» **STATED PROBLEM**
Write the listing out again, all of it, word for word.

-- START OF SUPPLIED DATA --

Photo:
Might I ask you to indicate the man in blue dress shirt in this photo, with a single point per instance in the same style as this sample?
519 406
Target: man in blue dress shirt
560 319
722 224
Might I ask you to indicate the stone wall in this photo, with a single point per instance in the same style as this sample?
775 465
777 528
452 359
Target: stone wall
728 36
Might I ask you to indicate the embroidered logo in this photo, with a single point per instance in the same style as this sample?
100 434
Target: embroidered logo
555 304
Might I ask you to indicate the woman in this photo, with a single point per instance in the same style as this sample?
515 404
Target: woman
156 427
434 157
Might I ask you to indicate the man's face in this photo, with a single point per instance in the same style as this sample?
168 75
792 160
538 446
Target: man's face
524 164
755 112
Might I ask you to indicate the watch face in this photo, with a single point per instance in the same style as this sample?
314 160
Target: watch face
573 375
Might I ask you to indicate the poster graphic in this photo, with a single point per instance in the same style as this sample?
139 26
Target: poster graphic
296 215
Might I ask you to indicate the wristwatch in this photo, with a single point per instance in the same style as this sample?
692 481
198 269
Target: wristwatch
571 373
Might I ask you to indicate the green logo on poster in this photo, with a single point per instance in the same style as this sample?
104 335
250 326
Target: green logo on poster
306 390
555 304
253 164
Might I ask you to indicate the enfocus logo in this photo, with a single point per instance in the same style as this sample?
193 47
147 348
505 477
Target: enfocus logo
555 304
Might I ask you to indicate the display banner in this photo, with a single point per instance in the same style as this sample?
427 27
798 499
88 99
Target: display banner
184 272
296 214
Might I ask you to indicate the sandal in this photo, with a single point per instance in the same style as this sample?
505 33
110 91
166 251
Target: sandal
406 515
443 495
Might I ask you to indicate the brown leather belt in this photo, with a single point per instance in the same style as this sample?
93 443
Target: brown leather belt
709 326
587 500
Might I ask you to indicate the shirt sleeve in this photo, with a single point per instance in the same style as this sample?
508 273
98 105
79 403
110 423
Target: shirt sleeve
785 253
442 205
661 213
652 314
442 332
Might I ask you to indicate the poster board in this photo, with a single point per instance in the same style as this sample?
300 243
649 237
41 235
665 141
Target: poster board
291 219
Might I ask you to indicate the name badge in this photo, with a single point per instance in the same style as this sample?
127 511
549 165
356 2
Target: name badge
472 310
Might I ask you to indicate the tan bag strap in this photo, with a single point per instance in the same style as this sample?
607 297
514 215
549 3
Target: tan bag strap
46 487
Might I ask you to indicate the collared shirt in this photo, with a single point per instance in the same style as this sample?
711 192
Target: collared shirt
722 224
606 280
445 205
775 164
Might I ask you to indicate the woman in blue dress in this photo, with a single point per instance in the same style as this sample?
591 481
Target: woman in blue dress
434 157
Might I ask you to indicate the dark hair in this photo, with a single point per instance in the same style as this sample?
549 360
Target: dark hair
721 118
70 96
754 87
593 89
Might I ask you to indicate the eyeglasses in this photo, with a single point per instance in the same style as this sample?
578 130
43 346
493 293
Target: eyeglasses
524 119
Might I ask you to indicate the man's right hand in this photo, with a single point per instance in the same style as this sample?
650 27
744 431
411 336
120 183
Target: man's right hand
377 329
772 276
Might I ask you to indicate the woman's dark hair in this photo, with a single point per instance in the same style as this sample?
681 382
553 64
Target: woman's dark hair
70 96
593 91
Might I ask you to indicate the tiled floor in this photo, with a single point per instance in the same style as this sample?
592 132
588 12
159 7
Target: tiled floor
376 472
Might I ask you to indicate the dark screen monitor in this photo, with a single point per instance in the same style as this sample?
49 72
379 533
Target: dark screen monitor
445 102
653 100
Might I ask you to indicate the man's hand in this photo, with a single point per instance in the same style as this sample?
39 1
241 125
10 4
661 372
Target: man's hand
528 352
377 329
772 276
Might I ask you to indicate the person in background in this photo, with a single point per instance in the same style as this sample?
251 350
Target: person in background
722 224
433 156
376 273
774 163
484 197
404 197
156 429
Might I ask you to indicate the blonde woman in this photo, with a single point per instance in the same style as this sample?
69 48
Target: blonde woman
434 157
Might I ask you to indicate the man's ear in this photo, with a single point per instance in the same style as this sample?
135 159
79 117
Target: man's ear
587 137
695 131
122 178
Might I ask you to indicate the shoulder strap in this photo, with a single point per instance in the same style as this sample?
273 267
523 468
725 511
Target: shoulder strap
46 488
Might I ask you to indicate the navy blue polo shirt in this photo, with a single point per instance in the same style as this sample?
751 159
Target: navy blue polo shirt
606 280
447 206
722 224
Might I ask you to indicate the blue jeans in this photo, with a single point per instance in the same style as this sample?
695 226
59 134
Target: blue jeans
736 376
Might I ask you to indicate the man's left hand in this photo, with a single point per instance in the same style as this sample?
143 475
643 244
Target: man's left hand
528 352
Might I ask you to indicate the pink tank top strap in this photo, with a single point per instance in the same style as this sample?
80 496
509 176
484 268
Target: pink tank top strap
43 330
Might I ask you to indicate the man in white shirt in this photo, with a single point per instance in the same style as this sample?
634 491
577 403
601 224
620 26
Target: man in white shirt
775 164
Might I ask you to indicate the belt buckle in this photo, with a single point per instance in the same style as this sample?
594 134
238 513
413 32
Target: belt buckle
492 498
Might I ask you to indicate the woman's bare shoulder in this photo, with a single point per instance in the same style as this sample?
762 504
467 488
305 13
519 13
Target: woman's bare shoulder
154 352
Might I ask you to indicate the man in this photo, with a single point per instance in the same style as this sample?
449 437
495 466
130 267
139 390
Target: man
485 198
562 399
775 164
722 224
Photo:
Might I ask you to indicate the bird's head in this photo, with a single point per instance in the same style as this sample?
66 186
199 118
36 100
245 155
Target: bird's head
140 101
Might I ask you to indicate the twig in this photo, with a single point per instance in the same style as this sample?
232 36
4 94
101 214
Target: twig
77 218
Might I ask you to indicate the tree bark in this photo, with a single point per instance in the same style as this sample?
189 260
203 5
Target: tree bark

-- END OF SUPPLIED DATA --

» **CORRECT RESULT**
Photo:
Might I ask you to indicate the man in blue dress shirt in this photo, with a single point per instance in the same style as this sample?
519 406
Target: man in blue dress shirt
560 319
722 224
Might I ask you to indicate the stone wall in this photo, with a single point per instance in the same style as this sample?
775 465
777 528
452 359
Target: stone wall
728 36
Might I ask you to indicate the embroidered logo in this photo, with a single point per instance in the same style as this sample?
100 434
Target: embroidered logo
555 304
Might I ask you to indicate the woman in this photo, with a single point per instance in the same style as this sample?
515 404
Target: woman
156 427
434 157
Might I ask you to indicate the man's face in this photo, with a single point per instance in the same style as this sample?
168 75
792 160
538 446
Target: man's face
524 164
755 112
Might I ask you to indicate the watch face in this photo, with a single point per instance in the same style as this sample?
314 160
Target: watch face
573 375
Might I ask you to indicate the poster graphic in this photo, with a single point per instance in the same style as this sample?
139 26
Target: poster graphic
296 215
Might I ask you to indicate the wristwatch in this photo, with a single point per instance in the same style as this sample?
692 481
198 269
Target: wristwatch
571 373
Might I ask you to indicate the green logo on poster in this photo, with a single point per instance in the same style as this sample?
104 335
250 326
Target: green logo on poster
306 390
555 304
253 164
Might I ask you to indicate the enfocus logo in this photo, with a single point per instance in the same style as this sample?
193 47
147 348
505 477
Target: enfocus logo
555 304
Might I ask you to indicate the display banner in this photo, with a single point per instance in the same style as this sample?
427 27
798 499
88 99
Target: display banner
184 272
296 214
Might I ask you to indicate the sandal in this photo, with a single point per instance in the same style as this sample?
505 33
110 91
166 251
Target: sandal
406 515
443 495
Might I ask you to indicate the brown leather belt in this photo, with a single point per instance in the same style as this sample?
93 443
Target: brown leather belt
709 326
587 500
Might I ask you to indicate the shirt sleeve in this photo, with a single point per instance in the same style as this sample?
508 273
98 105
79 403
110 423
Target: shirt sleeve
785 253
442 205
661 213
652 314
442 332
Might I ask you to indicate the poster board in this photo, with a single point per instance in the same style as this sample?
300 243
649 237
41 235
665 141
Target: poster board
291 219
Might I ask you to indicate the name badge in this photo, with a single point per instance in the same style as this sample?
127 511
549 165
356 2
Target: name badge
472 310
Might I ask you to indicate the tan bag strap in this photo, with a single point per instance in the same style as this sample?
607 297
514 215
549 3
Target: tan bag strap
46 487
Might I ask you to indicate the collared shirt in this photo, with a single point per instance in the same style as this sample?
711 192
Target: collared shirt
722 224
606 280
445 205
775 164
Might I ask you to indicate the woman in blue dress in this photo, with a single point per instance in the same style as this sample?
591 481
Target: woman in blue dress
434 157
Might I ask you to indicate the dark hair in this photo, with a single point per instance in the same style as this sample?
549 360
Target: dark hair
721 118
70 96
754 87
593 89
Might I ask you to indicate the eyeglasses in this photo, with a single point per instance in the same style as this sample?
578 130
43 346
493 293
Target: eyeglasses
524 119
Might I ask you to indicate the man's right hand in this photo, with a single point per instance in the same style as this sample?
650 27
744 431
411 336
120 183
Target: man's right hand
377 329
772 276
Might I ask you to indicate the woman's dark hair in this photo, with a single point per instance in the same style as this sample?
681 382
553 64
Target: woman's dark hair
70 96
593 91
Might I ask you to indicate the tiled floor in this photo, with a single point per instance in the same style as this sample?
592 132
588 12
159 7
Target: tiled floor
376 472
Might I ask you to indicate the dark screen monitor in this photo, with a single point per instance in the same style as this sample?
49 72
379 533
Target: dark screen monitor
445 102
653 100
Might I ask you to indicate the man's hand in this photo, with a single point per instance in the same style as this sample?
39 1
241 125
10 4
661 372
Target: man's hand
528 352
377 329
772 276
Might I ask you to indicate the person in background in this photo, with a single point per instance in the same style as this sample?
251 350
Target: person in background
722 224
433 156
376 273
774 163
484 197
404 197
156 429
Might I ask you to indicate the blonde woman in this photo, with a single point per instance in the same style as this sample?
69 48
Target: blonde woman
434 157
Might I ask you to indicate the man's ear in this photo, with a single point per instance in the same style as this sample?
135 159
79 117
Target: man's ear
587 137
695 131
122 178
Might I ask you to indicate the shoulder strap in this photo, with a single point per instance in the same style as this sample?
273 267
523 468
725 511
Target: shoulder strap
46 488
Might I ask you to indicate the navy blue polo shirt in this photo, with a single point per instance in the same style as this sample?
751 159
Target: navy blue polo shirt
606 280
447 206
722 224
Might I ask you to indicate the blue jeans in this photo, with a single point per instance in the same style as this sample?
695 226
59 134
Target: blue jeans
736 376
Might I ask you to indicate the man's left hand in this photo, with a single point per instance in the same style as this sample?
143 475
643 244
Target: man's left hand
528 352
Might I ask you to indicate the pink tank top strap in this photo, with a single point per instance in the same style as this sample?
80 496
509 176
484 268
Target: pink tank top strap
43 330
Might I ask you to indicate the man in white shirt in this photo, with a single point per instance in the same style as this sample?
634 491
577 403
601 224
620 26
Target: man in white shirt
775 164
Might I ask you to indicate the belt buckle in this photo, with a single point per instance in the same style as this sample?
594 134
238 513
413 32
Target: belt buckle
492 498
Might I ask you to indicate the woman's bare shoulder in this photo, with a single point per instance in the same style as this sample?
762 504
467 488
305 13
519 13
Target: woman's bare shoulder
154 352
Might I ask you to indicate the man in this photo, with a single point per instance in the same style as this sample?
449 437
495 466
130 267
139 390
Target: man
485 198
562 399
775 164
722 224
Photo:
Might I ask you to indicate the bird's head in this photo, with a single point per instance in the same style as this sample?
66 186
199 118
36 100
245 155
Target: bird's head
140 101
Might I ask you to indicate the twig in this photo, with a single point per instance in the same style as this sample?
232 36
4 94
101 214
Target: twig
77 218
Might I ask you to indicate the tree bark in this photo, with a single point per instance in the same style as this sample?
189 260
203 5
Target: tree bark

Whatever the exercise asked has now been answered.